Directions »
Answer these from the WebSurfer MCP readme below:
(a) What does the server enable large language models to fetch and extract from web pages?
(b) How many requests per minute does the built-in rate limiting allow?
(c) What is the default content size limit?

Supplied text »
::::::::

README.md•6.86 kB
# 🌐 WebSurfer MCP
A powerful **Model Context Protocol (MCP)** server that enables Large Language Models (LLMs) to fetch and extract readable text content from web pages. This tool provides a secure, efficient, and feature-rich way for AI assistants to access web content through a standardized interface.
## ✨ Features
- **🔒 Secure URL Validation**: Blocks dangerous schemes, private IPs, and localhost domains
- **📄 Smart Content Extraction**: Extracts clean, readable text from HTML pages using advanced parsing
- **⚡ Rate Limiting**: Built-in rate limiting to prevent abuse (60 requests/minute)
- **🛡️ Content Type Filtering**: Only processes supported content types (HTML, plain text, XML)
- **📏 Size Limits**: Configurable content size limits (default: 10MB)

::::::::

Excerpted records »
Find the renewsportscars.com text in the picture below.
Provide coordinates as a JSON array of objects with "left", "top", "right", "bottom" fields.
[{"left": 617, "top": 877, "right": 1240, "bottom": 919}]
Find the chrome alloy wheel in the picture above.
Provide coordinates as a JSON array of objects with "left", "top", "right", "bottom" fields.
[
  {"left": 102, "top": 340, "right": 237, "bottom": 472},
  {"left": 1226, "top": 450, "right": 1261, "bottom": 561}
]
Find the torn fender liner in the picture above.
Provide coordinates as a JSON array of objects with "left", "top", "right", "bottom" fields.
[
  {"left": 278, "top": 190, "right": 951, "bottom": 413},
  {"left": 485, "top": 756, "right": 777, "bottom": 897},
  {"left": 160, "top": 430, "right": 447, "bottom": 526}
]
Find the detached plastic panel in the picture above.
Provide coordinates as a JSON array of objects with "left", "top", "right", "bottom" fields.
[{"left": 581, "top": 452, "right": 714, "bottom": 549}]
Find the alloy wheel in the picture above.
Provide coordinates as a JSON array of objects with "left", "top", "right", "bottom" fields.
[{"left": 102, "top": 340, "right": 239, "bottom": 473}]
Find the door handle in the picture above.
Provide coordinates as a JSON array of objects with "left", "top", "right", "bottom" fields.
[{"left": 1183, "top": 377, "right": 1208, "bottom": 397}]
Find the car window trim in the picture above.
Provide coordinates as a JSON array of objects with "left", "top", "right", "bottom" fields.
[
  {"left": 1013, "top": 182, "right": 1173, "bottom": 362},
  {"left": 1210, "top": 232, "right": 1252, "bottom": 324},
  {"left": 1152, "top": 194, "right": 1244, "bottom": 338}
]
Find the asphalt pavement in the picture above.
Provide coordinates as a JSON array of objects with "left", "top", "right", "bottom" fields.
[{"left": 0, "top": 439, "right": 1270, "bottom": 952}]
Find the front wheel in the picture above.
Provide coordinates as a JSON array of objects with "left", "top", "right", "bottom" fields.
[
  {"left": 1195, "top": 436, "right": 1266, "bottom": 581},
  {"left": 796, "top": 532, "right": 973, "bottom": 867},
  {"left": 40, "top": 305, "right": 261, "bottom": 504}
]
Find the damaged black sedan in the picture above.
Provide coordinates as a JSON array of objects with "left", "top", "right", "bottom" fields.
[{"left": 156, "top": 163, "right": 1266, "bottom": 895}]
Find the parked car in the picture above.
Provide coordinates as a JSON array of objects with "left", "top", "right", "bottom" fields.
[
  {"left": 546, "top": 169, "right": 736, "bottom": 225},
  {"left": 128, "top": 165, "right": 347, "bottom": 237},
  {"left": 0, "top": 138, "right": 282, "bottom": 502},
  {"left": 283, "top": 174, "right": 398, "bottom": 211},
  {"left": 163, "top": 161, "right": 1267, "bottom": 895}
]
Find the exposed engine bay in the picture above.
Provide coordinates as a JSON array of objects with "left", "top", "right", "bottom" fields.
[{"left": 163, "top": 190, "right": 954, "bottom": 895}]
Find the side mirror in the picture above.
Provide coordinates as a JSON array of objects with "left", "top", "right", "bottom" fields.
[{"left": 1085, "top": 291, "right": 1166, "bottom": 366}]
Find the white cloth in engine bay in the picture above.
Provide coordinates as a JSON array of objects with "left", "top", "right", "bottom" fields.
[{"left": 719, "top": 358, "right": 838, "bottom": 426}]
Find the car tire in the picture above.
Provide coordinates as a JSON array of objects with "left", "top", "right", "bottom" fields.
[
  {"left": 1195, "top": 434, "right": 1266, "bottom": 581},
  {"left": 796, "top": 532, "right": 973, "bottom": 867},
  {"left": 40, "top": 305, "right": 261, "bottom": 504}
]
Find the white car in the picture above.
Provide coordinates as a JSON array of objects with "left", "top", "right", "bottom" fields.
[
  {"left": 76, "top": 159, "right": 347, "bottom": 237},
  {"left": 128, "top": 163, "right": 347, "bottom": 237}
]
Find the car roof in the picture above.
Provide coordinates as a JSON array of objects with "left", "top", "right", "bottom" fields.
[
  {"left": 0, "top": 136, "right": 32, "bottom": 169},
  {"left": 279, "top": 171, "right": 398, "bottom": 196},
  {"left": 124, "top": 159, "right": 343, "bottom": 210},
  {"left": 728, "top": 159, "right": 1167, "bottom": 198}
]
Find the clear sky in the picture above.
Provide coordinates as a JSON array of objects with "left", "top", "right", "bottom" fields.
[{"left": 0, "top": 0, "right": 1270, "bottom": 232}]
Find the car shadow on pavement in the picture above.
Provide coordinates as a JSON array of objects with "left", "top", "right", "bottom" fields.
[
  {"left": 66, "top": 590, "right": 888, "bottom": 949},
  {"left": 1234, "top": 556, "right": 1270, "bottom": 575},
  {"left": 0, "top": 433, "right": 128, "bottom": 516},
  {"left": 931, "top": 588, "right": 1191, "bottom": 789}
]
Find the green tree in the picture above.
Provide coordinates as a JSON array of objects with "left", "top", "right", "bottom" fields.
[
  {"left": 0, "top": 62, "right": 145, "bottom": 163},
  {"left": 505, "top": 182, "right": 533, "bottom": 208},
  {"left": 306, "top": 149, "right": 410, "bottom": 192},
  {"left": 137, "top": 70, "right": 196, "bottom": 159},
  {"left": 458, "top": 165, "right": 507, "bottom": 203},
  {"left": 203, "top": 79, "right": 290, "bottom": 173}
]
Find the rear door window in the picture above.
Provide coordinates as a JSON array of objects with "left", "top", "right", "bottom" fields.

::::::::

Completed exercise »
(a) Readable text content
(b) 60 requests per minute
(c) 10MB